- [SET EXERCISE] Give only the number of lines in the material below that contain the string "stainless", counting only matches with the same case.

- [AVAILABLE DATA]
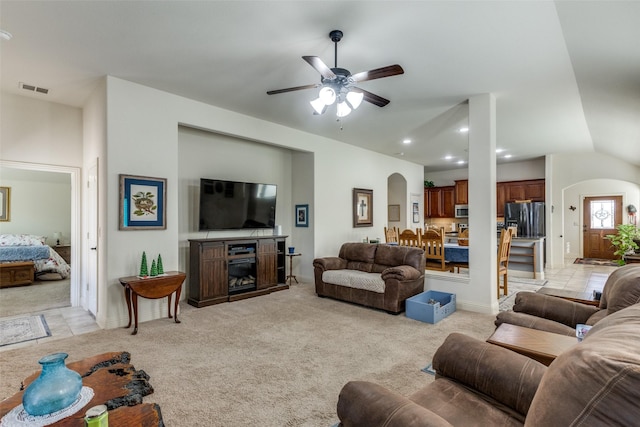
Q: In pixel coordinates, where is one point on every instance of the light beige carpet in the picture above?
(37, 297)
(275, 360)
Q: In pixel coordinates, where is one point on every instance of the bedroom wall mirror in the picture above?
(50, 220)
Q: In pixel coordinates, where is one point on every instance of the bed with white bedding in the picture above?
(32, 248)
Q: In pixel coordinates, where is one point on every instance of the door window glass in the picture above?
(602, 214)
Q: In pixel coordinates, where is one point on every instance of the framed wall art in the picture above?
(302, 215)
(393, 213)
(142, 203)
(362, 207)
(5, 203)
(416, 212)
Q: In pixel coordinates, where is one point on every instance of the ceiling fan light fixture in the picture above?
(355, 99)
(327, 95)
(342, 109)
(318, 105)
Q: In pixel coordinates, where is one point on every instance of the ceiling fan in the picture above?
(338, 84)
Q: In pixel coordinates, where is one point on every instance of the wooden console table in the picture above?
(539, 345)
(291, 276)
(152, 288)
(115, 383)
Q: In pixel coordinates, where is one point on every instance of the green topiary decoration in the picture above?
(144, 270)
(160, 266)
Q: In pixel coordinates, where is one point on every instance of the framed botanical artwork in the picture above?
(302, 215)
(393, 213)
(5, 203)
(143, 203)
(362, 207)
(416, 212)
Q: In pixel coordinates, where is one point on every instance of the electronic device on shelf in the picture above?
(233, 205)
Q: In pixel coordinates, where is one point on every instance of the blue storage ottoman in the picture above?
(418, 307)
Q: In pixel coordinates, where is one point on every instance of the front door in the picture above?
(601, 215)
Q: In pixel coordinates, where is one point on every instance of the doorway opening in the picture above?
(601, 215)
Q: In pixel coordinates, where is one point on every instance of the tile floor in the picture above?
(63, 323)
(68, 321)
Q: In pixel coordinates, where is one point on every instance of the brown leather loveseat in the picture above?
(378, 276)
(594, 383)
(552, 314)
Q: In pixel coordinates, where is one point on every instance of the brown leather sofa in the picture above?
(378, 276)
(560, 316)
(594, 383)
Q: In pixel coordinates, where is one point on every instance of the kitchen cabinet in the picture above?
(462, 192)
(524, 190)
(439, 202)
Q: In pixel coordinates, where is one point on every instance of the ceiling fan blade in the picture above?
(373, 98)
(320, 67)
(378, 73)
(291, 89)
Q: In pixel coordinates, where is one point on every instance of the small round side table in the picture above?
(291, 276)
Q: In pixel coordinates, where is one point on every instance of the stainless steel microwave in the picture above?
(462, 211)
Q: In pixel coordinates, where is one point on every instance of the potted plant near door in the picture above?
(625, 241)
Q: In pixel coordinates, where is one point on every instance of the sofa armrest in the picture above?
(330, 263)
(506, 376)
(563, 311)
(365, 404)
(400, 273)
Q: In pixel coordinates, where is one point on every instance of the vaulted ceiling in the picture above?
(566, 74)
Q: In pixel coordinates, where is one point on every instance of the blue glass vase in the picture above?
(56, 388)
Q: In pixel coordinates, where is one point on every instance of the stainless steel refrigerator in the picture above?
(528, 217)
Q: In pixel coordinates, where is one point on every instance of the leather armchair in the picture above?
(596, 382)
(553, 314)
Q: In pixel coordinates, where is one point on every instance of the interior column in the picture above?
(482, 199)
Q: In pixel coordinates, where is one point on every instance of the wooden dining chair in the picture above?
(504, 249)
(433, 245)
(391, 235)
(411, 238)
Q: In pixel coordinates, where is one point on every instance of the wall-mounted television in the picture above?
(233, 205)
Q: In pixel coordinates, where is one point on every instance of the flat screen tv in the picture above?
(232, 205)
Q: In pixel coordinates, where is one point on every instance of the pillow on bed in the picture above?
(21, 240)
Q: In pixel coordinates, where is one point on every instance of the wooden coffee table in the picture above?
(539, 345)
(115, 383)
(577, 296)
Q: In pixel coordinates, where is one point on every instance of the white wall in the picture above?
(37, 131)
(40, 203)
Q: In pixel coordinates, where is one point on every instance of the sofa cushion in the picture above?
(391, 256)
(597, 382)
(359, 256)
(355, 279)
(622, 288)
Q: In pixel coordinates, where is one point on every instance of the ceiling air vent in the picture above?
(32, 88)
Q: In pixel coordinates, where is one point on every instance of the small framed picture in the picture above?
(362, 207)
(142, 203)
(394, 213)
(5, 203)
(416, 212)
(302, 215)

* * *

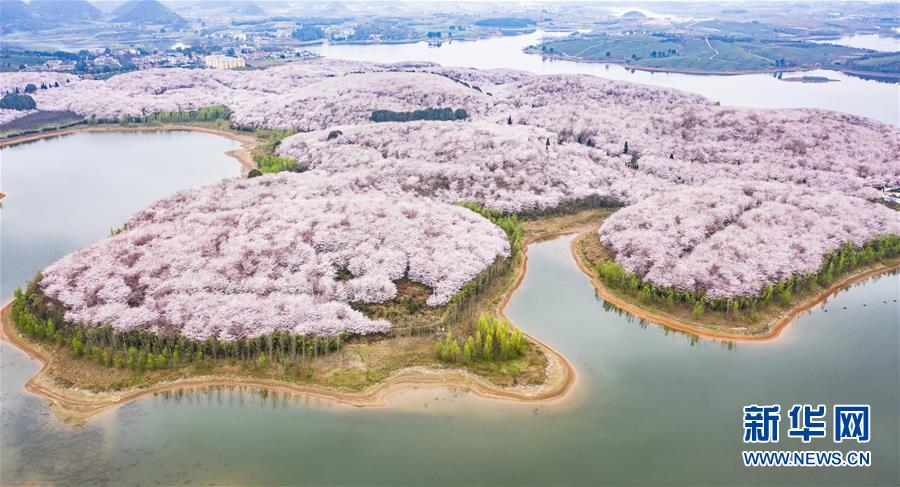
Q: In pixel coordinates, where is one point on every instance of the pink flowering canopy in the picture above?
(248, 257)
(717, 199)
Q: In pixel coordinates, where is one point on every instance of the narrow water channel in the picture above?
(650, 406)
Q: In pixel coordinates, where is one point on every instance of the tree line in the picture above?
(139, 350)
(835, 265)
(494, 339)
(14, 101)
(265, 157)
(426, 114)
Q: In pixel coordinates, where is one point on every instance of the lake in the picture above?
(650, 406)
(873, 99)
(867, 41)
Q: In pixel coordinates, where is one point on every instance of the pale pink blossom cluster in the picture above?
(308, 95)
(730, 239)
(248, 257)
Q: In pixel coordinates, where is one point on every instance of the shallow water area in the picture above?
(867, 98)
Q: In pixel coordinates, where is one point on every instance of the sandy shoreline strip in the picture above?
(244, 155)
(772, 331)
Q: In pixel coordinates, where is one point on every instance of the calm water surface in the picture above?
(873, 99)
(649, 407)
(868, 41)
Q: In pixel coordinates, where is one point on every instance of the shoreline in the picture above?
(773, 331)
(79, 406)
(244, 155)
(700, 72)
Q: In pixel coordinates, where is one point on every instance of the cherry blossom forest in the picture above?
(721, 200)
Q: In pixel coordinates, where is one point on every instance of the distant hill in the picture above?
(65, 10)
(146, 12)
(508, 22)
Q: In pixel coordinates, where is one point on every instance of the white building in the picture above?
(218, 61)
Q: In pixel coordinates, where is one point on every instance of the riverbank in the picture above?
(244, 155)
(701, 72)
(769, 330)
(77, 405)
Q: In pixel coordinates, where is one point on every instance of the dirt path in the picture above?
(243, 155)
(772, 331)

- [SOLUTION] 2